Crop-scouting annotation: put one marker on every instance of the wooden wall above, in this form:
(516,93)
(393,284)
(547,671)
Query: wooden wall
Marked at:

### Short exercise
Reproduce the lines above word for word, keeping every character, number and line break the same.

### Reply
Crop-scouting annotation: put one marker on every instance of the wooden wall above, in this form:
(516,93)
(393,284)
(547,671)
Query: wooden wall
Marked at:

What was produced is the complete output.